┌──

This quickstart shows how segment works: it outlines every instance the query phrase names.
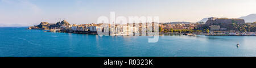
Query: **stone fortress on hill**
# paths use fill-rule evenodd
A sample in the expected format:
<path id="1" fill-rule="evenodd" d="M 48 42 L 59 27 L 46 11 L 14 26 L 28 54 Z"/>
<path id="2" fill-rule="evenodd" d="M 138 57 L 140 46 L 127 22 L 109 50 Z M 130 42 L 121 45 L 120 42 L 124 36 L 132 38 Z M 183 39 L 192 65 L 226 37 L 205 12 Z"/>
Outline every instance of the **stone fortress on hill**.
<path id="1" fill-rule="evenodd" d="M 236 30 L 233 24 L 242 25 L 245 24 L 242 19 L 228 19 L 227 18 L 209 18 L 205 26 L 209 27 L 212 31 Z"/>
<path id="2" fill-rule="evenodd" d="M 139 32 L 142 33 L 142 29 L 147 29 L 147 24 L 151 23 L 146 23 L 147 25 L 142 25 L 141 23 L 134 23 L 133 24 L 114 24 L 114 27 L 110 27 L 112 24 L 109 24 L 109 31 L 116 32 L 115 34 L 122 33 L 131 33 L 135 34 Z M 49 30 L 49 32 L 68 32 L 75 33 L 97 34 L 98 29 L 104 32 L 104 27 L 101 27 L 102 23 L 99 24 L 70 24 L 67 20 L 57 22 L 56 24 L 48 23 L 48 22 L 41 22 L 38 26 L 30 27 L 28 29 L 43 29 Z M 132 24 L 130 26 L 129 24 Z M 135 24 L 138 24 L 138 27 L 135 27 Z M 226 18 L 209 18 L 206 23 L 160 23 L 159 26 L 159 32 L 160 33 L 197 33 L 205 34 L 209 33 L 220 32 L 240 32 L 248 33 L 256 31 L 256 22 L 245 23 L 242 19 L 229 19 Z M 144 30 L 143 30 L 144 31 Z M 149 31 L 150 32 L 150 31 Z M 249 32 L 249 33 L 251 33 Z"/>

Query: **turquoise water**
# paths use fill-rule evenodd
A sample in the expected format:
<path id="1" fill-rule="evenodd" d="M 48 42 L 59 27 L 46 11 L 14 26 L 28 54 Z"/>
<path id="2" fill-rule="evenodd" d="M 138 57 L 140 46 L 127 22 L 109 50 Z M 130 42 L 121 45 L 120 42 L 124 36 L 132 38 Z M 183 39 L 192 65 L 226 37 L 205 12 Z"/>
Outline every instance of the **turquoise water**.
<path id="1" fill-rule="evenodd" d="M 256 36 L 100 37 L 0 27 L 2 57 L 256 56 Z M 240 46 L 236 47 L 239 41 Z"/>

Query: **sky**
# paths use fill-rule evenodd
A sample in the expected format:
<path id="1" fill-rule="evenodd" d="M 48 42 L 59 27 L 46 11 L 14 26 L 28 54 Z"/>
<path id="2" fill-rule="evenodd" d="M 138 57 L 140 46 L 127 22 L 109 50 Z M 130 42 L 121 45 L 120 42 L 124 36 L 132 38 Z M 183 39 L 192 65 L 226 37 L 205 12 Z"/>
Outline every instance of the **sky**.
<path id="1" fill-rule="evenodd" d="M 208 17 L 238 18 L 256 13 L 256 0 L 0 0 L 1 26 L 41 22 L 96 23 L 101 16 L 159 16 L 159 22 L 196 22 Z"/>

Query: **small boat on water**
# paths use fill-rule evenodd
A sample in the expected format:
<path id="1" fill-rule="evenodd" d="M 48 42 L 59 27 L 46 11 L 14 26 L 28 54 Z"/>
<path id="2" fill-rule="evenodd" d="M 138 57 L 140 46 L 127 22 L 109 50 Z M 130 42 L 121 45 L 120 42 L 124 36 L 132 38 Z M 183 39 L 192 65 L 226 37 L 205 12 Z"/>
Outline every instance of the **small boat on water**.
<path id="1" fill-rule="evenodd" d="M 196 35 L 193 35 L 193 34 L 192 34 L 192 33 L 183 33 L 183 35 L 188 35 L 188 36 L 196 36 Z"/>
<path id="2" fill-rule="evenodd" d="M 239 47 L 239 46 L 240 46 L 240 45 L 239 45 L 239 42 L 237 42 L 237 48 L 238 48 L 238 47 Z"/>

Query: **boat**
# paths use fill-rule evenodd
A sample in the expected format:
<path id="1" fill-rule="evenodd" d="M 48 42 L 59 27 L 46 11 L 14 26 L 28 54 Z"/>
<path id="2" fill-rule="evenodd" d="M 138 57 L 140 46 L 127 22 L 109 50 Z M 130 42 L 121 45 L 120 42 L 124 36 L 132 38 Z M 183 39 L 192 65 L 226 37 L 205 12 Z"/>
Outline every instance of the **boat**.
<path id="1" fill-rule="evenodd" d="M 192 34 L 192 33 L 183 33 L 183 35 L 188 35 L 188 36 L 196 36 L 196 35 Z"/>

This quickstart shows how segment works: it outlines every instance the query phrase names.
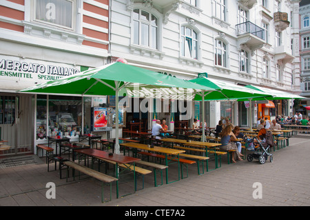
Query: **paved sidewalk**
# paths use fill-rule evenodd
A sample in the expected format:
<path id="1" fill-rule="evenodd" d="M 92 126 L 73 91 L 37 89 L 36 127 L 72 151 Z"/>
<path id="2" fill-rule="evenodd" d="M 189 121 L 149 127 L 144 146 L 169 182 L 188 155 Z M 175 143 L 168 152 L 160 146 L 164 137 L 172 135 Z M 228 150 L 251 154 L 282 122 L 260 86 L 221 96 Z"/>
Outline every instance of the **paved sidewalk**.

└──

*Task:* Render all of the material above as a JSON list of strings, with one string per line. Drop blank lines and leave out the pictures.

*Task answer:*
[
  "This quickstart shows how segment works: it outlines every instance the query phrase names.",
  "Query: **stone fortress on hill**",
  "# paths use fill-rule evenodd",
  "A sample in the expected format:",
  "<path id=\"1\" fill-rule=\"evenodd\" d=\"M 48 42 L 59 27 L 46 11 L 14 26 L 28 54 Z\"/>",
  "<path id=\"2\" fill-rule=\"evenodd\" d=\"M 138 57 L 140 46 L 127 22 L 109 50 Z M 130 42 L 121 45 L 120 42 L 124 36 L 132 38 Z M 183 39 L 192 65 L 226 37 L 205 12 Z\"/>",
  "Outline every instance of the **stone fortress on hill**.",
  "<path id=\"1\" fill-rule=\"evenodd\" d=\"M 236 30 L 233 24 L 242 25 L 245 24 L 242 19 L 228 19 L 227 18 L 209 18 L 205 26 L 209 27 L 212 31 Z\"/>",
  "<path id=\"2\" fill-rule=\"evenodd\" d=\"M 139 32 L 142 33 L 142 29 L 147 29 L 147 24 L 151 23 L 146 23 L 147 25 L 142 25 L 141 23 L 134 23 L 133 24 L 114 24 L 114 27 L 110 27 L 112 24 L 109 24 L 109 31 L 116 32 L 115 34 L 122 33 L 131 33 L 135 34 Z M 49 30 L 49 32 L 68 32 L 75 33 L 97 34 L 98 29 L 104 32 L 104 27 L 101 27 L 102 23 L 99 24 L 70 24 L 67 20 L 57 22 L 56 24 L 48 23 L 48 22 L 41 22 L 38 26 L 30 27 L 28 29 L 43 29 Z M 132 24 L 130 26 L 129 24 Z M 135 24 L 138 24 L 138 27 L 135 27 Z M 226 18 L 209 18 L 206 23 L 160 23 L 159 26 L 159 32 L 160 33 L 197 33 L 205 34 L 209 33 L 220 32 L 240 32 L 248 33 L 256 31 L 256 22 L 245 23 L 242 19 L 229 19 Z M 144 30 L 143 30 L 144 31 Z M 149 31 L 150 32 L 150 31 Z M 249 32 L 249 33 L 251 33 Z\"/>",
  "Query: **turquoise water**",
  "# paths use fill-rule evenodd",
  "A sample in the expected format:",
  "<path id=\"1\" fill-rule=\"evenodd\" d=\"M 48 42 L 59 27 L 46 11 L 14 26 L 28 54 Z\"/>",
  "<path id=\"2\" fill-rule=\"evenodd\" d=\"M 138 57 L 140 46 L 127 22 L 109 50 Z M 130 42 L 121 45 L 120 42 L 124 36 L 132 38 Z M 183 39 L 192 65 L 226 37 L 205 12 Z\"/>",
  "Outline every instance of the **turquoise water**.",
  "<path id=\"1\" fill-rule=\"evenodd\" d=\"M 256 36 L 100 37 L 0 27 L 2 57 L 256 56 Z M 240 46 L 236 47 L 239 41 Z\"/>",
  "Query: **sky**",
  "# paths use fill-rule evenodd",
  "A sample in the expected format:",
  "<path id=\"1\" fill-rule=\"evenodd\" d=\"M 48 42 L 59 27 L 46 11 L 14 26 L 28 54 Z\"/>",
  "<path id=\"2\" fill-rule=\"evenodd\" d=\"M 138 57 L 140 46 L 127 22 L 109 50 Z M 130 42 L 121 45 L 120 42 L 124 36 L 132 38 Z M 183 39 L 192 65 L 226 37 L 205 12 Z\"/>",
  "Outline every instance of the **sky**.",
  "<path id=\"1\" fill-rule=\"evenodd\" d=\"M 208 17 L 238 18 L 256 13 L 256 0 L 0 0 L 1 26 L 41 22 L 96 23 L 101 16 L 159 16 L 159 22 L 196 22 Z\"/>",
  "Query: **small boat on water**",
  "# paths use fill-rule evenodd",
  "A sample in the expected format:",
  "<path id=\"1\" fill-rule=\"evenodd\" d=\"M 48 42 L 59 27 L 46 11 L 14 26 L 28 54 Z\"/>",
  "<path id=\"2\" fill-rule=\"evenodd\" d=\"M 138 57 L 140 46 L 127 22 L 109 50 Z M 130 42 L 121 45 L 120 42 L 124 36 L 132 38 Z M 183 39 L 192 65 L 226 37 L 205 12 Z\"/>",
  "Outline every instance of the **small boat on water**.",
  "<path id=\"1\" fill-rule=\"evenodd\" d=\"M 196 35 L 193 35 L 193 34 L 192 34 L 192 33 L 183 33 L 183 35 L 188 35 L 188 36 L 196 36 Z\"/>",
  "<path id=\"2\" fill-rule=\"evenodd\" d=\"M 239 47 L 239 46 L 240 46 L 240 45 L 239 45 L 239 42 L 237 42 L 237 48 L 238 48 L 238 47 Z\"/>",
  "Query: **boat**",
  "# paths use fill-rule evenodd",
  "A sample in the expected format:",
  "<path id=\"1\" fill-rule=\"evenodd\" d=\"M 48 42 L 59 27 L 46 11 L 14 26 L 28 54 Z\"/>",
  "<path id=\"2\" fill-rule=\"evenodd\" d=\"M 138 57 L 140 46 L 127 22 L 109 50 Z M 130 42 L 121 45 L 120 42 L 124 36 L 132 38 Z M 183 39 L 192 65 L 226 37 L 205 12 Z\"/>",
  "Outline every instance of the **boat**.",
  "<path id=\"1\" fill-rule=\"evenodd\" d=\"M 192 34 L 192 33 L 183 33 L 183 35 L 188 35 L 188 36 L 196 36 L 196 35 Z\"/>",
  "This quickstart shows how segment works: it outlines every instance the query phrase names.",
  "Query: **paved sidewalk**",
  "# paths use fill-rule evenodd",
  "A sample in the expected format:",
  "<path id=\"1\" fill-rule=\"evenodd\" d=\"M 92 126 L 73 91 L 37 89 L 36 127 L 72 151 Z\"/>",
  "<path id=\"2\" fill-rule=\"evenodd\" d=\"M 189 121 L 149 127 L 144 146 L 169 182 L 188 155 Z M 175 143 L 168 152 L 160 146 L 164 137 L 172 135 Z M 228 150 L 251 154 L 282 122 L 260 86 L 221 96 Z\"/>",
  "Outline every instance of the **paved sidewalk**."
]